(Rows excerpted from a collection)
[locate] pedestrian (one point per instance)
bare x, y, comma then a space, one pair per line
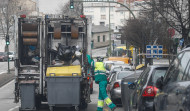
101, 79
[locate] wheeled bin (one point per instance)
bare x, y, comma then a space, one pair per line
27, 93
63, 86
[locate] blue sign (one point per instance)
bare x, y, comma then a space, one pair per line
154, 51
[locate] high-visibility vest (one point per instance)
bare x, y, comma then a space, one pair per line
99, 66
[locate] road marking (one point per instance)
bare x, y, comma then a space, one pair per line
12, 109
7, 84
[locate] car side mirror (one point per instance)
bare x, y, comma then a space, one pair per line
159, 83
132, 86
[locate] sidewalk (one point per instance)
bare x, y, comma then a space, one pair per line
5, 78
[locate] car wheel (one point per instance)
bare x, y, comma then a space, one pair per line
91, 90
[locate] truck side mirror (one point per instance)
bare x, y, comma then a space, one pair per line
159, 83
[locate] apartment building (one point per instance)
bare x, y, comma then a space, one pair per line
99, 11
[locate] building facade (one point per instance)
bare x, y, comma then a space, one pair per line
100, 36
99, 11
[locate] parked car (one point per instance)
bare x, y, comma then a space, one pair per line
108, 64
144, 89
3, 56
174, 87
125, 91
11, 55
115, 83
116, 68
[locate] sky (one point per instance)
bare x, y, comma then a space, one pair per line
51, 6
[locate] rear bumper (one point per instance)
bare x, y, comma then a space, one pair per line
116, 94
147, 105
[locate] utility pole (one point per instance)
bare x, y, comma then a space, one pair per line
7, 34
153, 29
109, 32
130, 9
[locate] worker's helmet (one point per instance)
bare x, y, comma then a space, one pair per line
100, 59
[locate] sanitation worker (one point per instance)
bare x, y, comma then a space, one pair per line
101, 79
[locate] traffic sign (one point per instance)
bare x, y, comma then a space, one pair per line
154, 51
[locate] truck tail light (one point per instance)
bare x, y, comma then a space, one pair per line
150, 91
116, 85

### Task statement:
Reproduce the rows above with "one point per instance" swapped for "a single point for each instance" and nothing else changed, leaving out the pictures.

### Problem solution:
[locate] pedestrian (a single point for each instance)
bare x, y, comma then a space, one pair per line
101, 79
[locate] wheeled bin (a single point for each instance)
bare x, y, comma then a space, one pair per line
27, 93
63, 86
[locate] blue sign (a single point for each instance)
bare x, y, comma then a space, one pair per line
154, 51
[locate] high-visibility vest (a single point for each instance)
bare x, y, comma then a space, one pair per line
99, 66
[locate] road marking (a single point for each instance)
bare x, y, comma then a space, one pair per line
12, 109
7, 84
[locate] car side mirror (a single point for each instance)
bare x, y, comma then a space, one pair per line
159, 83
132, 86
[locate] sidewalk (a single point for each instance)
bare x, y, comma then a space, one pair per line
5, 78
[locate] car wheel (a single point for each instance)
bare x, y, comma then a space, one pair per line
91, 90
[locate] truck side mirror (a single point for each instance)
bare x, y, comma then a space, one pair per line
159, 83
[locate] apartment building (a single point for each instance)
bare x, y, comma then a space, one pair per line
99, 11
[locate] building facade (a single point for each instance)
bare x, y, comma then a space, one pair per line
100, 36
99, 11
[locate] parked car (a single point for each instance)
bare x, y, comma then a space, one pair per line
108, 64
144, 89
3, 56
174, 87
125, 91
11, 55
115, 83
116, 68
[locate] sky (a single point for each instance)
bare x, y, comma then a space, one pair per line
51, 6
[locate] rear bumper (a single point for each instance)
bare x, y, comma then a space, one pair per line
116, 94
147, 105
[locate] utility pole (a single point for each instance)
bare x, y, comma then a space, one pair per line
7, 34
153, 29
109, 32
130, 9
[locate] worker's helmet (a single point for each instance)
bare x, y, comma then a space, one pair per line
100, 59
[locate] sanitation worker (a single point for each instance)
bare x, y, comma then a space, one pair per line
101, 79
[locate] traffic sign (a single point for each instance)
bare x, y, comma then a space, one pair per line
154, 51
[locate] truck tail light (a single point for each instance)
bare x, y, comma then a space, one pair per line
150, 91
116, 85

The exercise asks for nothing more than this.